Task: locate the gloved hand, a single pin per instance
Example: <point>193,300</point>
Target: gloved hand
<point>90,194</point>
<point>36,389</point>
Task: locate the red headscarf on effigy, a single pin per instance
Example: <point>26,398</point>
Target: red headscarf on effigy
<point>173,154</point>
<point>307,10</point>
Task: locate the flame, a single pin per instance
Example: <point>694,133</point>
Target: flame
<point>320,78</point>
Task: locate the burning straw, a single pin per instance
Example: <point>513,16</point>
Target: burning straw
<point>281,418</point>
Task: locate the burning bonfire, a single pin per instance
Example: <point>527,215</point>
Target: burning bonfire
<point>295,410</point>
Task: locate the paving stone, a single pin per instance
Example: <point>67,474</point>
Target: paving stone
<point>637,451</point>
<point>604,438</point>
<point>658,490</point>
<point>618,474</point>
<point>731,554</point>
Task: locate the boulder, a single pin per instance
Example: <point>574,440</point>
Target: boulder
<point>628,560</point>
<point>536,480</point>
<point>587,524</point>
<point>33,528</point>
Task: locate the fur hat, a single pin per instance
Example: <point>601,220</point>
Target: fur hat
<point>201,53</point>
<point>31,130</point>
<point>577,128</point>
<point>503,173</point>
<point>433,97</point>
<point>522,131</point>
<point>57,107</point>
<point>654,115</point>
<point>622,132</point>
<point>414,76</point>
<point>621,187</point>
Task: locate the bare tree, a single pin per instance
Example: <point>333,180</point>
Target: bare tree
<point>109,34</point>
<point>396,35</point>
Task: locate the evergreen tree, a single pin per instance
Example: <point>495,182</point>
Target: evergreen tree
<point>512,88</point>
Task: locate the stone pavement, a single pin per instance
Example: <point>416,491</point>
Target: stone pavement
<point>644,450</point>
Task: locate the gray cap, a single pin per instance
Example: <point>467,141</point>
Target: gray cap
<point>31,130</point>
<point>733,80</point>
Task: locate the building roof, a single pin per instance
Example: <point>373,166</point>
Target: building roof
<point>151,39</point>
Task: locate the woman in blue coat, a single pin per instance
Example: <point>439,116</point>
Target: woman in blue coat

::::

▸ FINALITÀ DEL COMPITO
Riporti tutte le righe dei record in un elenco numerato, tralasciando quelle vuote.

▸ RISULTATO DEL COMPITO
1. Task: locate the gloved hand, a single pin per instance
2. Example: <point>193,300</point>
3. Target: gloved hand
4. <point>90,194</point>
5. <point>36,389</point>
6. Task: locate the red headscarf on effigy, a single pin per instance
7. Example: <point>26,398</point>
8. Target: red headscarf on effigy
9. <point>173,154</point>
10. <point>307,10</point>
11. Task: locate the flame, a single pin per instance
12. Example: <point>694,133</point>
13. Target: flame
14. <point>320,78</point>
15. Task: locate the burning straw, a single pin per instance
16. Example: <point>513,16</point>
17. Target: burning straw
18. <point>281,418</point>
19. Task: locate the burning bonfire, a single pin per instance
20. Example: <point>527,215</point>
21. Target: burning bonfire
22. <point>295,410</point>
23. Task: locate the paving stone, a single pin per instance
24. Example: <point>67,474</point>
25. Target: paving stone
26. <point>637,451</point>
27. <point>604,438</point>
28. <point>658,490</point>
29. <point>618,474</point>
30. <point>731,554</point>
31. Task: locate the boulder, a single pin per instance
32. Example: <point>574,440</point>
33. Target: boulder
34. <point>628,560</point>
35. <point>536,480</point>
36. <point>587,524</point>
37. <point>33,528</point>
38. Task: locate the fur hat, a single pin per instance
39. Example: <point>601,220</point>
40. Target: fur hat
41. <point>201,53</point>
42. <point>31,130</point>
43. <point>577,128</point>
44. <point>503,173</point>
45. <point>433,97</point>
46. <point>522,131</point>
47. <point>57,107</point>
48. <point>654,115</point>
49. <point>622,132</point>
50. <point>414,76</point>
51. <point>621,187</point>
52. Task: locate the bare tree, a single pin per instance
53. Example: <point>333,180</point>
54. Target: bare tree
55. <point>109,34</point>
56. <point>396,35</point>
57. Task: locate the evergreen tree, a single pin per instance
58. Example: <point>495,182</point>
59. Target: evergreen tree
60. <point>512,88</point>
61. Task: locate the stone pavement, a single pin per instance
62. Example: <point>416,491</point>
63. Target: stone pavement
64. <point>644,450</point>
65. Task: locate the gray cap, a single pin per instance
66. Example: <point>467,141</point>
67. Target: gray cap
68. <point>31,130</point>
69. <point>733,80</point>
70. Task: locate the building roof, a single pin per instance
71. Example: <point>373,166</point>
72. Target: building roof
73. <point>151,39</point>
74. Task: locate the woman in blue coat, a single pin per instance
75. Example: <point>439,116</point>
76. Target: woman in blue coat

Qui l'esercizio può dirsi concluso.